Content starts

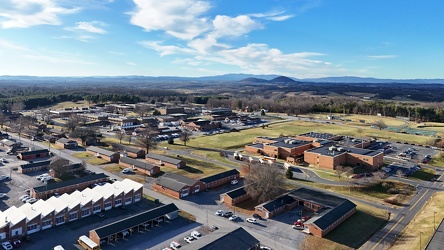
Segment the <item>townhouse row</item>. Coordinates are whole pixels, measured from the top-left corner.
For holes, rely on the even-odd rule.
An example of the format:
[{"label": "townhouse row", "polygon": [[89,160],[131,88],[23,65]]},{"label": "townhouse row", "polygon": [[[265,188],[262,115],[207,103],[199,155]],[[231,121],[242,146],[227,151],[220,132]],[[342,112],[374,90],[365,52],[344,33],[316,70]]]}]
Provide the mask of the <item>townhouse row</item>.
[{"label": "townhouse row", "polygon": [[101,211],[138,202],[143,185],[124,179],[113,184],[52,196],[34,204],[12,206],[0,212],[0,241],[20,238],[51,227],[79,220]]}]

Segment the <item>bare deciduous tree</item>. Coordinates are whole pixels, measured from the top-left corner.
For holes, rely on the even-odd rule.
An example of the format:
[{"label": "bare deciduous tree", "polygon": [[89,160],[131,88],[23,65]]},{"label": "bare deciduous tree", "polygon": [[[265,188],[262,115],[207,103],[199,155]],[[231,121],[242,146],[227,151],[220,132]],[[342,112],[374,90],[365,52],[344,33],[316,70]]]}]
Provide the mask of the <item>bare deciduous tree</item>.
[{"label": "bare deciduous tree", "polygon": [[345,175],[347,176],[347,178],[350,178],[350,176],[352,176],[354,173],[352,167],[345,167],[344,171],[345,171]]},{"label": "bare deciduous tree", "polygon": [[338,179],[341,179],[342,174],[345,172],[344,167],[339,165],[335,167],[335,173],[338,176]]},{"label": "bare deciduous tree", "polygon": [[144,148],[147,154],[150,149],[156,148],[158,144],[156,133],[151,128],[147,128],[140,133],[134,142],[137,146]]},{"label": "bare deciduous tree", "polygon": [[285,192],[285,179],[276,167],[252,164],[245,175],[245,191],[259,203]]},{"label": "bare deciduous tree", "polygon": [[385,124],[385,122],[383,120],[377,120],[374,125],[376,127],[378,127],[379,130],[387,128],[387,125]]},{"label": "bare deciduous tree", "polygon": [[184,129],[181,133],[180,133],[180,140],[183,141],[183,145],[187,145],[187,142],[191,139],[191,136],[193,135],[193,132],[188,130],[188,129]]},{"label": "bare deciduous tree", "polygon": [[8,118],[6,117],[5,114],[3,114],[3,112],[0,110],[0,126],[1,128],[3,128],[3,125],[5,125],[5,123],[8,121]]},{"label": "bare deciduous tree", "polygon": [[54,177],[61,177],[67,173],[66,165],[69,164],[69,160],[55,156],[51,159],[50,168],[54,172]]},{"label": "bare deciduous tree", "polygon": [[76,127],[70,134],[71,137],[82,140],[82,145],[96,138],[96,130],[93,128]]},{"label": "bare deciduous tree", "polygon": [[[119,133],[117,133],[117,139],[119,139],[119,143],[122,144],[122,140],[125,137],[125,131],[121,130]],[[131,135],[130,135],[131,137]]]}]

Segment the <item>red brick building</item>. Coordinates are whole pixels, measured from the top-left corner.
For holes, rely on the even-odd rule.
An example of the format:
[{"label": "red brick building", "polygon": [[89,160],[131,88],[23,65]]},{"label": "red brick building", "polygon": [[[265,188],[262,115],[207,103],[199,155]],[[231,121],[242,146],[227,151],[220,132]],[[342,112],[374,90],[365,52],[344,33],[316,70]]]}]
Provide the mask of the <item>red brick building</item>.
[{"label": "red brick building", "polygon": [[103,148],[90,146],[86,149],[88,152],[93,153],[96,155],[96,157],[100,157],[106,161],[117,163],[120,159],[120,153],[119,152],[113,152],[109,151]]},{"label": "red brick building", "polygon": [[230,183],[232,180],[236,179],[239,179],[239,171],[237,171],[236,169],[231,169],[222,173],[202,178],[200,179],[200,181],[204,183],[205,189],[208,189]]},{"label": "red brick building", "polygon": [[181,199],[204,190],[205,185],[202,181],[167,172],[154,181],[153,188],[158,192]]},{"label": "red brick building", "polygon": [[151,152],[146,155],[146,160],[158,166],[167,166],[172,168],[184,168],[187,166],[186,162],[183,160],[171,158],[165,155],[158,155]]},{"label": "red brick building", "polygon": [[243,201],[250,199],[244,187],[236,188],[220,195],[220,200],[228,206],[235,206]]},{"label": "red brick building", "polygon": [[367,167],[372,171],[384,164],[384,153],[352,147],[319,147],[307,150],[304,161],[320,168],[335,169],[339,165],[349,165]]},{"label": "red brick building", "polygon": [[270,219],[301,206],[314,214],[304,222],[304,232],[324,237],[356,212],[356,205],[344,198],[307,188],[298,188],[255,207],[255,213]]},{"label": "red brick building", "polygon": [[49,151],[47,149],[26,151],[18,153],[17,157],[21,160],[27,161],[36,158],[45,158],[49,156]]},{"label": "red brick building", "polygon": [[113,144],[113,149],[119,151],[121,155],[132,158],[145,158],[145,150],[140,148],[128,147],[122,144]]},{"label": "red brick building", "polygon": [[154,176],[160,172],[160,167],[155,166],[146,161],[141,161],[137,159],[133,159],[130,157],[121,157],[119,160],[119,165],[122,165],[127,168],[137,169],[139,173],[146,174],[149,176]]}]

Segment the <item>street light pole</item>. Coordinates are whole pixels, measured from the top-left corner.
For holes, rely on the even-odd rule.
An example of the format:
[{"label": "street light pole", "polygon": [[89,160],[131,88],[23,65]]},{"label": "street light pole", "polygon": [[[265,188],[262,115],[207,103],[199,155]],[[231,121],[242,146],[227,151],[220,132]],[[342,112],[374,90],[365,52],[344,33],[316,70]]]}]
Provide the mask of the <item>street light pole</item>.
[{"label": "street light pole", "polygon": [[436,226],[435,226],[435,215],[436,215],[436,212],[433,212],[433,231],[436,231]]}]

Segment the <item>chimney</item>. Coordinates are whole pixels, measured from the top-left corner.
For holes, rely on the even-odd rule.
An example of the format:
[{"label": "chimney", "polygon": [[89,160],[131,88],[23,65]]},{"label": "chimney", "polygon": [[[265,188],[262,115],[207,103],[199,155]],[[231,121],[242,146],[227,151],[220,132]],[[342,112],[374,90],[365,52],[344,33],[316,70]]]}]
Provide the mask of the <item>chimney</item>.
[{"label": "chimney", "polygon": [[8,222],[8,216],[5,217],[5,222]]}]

Content ends
Content starts

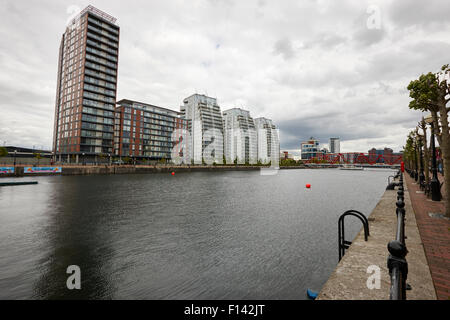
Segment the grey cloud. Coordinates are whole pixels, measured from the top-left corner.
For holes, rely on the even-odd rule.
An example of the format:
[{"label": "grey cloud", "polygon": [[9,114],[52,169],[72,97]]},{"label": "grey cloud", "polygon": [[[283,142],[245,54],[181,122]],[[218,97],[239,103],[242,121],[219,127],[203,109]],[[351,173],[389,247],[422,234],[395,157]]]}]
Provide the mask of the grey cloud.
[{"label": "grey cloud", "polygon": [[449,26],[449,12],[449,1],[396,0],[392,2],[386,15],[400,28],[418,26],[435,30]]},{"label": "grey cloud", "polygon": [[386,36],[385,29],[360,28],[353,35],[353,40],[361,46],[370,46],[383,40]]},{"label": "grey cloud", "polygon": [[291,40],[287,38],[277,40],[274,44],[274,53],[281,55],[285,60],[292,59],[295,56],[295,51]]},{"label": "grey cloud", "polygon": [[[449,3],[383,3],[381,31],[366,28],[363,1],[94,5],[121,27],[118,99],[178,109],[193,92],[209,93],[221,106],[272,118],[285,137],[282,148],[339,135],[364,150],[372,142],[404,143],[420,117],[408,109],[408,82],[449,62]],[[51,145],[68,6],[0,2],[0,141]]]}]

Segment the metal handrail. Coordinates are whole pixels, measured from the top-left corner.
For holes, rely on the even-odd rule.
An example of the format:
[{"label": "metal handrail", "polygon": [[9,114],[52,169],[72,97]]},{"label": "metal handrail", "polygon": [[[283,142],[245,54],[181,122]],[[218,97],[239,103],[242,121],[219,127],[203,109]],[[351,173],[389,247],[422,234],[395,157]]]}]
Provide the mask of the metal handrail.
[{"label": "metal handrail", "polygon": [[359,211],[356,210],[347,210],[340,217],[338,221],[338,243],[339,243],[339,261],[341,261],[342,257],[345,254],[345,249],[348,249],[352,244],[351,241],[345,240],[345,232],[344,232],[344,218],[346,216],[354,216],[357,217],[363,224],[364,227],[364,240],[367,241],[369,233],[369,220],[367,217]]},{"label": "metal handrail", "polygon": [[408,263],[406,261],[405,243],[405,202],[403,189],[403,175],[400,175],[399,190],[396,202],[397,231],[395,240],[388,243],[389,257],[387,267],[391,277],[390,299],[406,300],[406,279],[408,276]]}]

Content ends
Content starts

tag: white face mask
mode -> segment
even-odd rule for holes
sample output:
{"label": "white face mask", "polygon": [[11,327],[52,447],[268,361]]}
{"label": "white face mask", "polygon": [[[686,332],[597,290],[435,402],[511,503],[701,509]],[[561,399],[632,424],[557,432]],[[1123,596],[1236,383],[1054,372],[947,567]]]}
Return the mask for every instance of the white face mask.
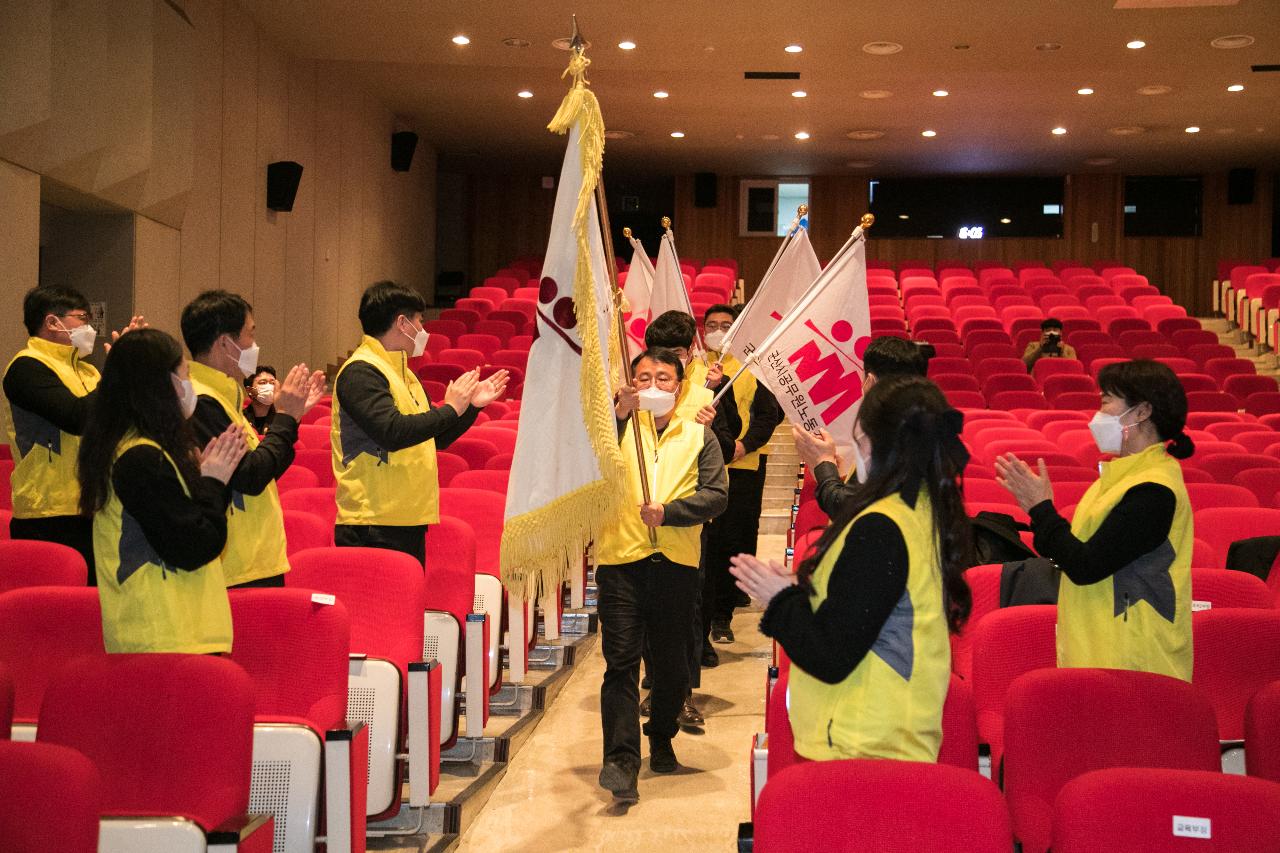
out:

Content ends

Work order: Would you please copy all lines in the data that contain the word "Coordinates"?

Exercise solution:
Segment the <item>townhouse row</item>. Coordinates are whole pixels, measured from the top-left corner.
Segment the <item>bare deciduous tree</item>. Coordinates are whole pixels, measured from the top-left corner.
Segment the <item>red brick building</item>. Coordinates are whole pixels, measured from the top-left corner.
Segment the <item>street light pole</item>. Coordinates are whole pixels, measured from the top-left corner.
Segment the <item>chimney</item>. Coordinates are whole pixels, measured from the top-left corner.
Segment the grey cloud. Coordinates are whole pixels, measured from the top-left corner.
Segment the metal handrail. Coordinates are whole pixels, measured from the top-left corner.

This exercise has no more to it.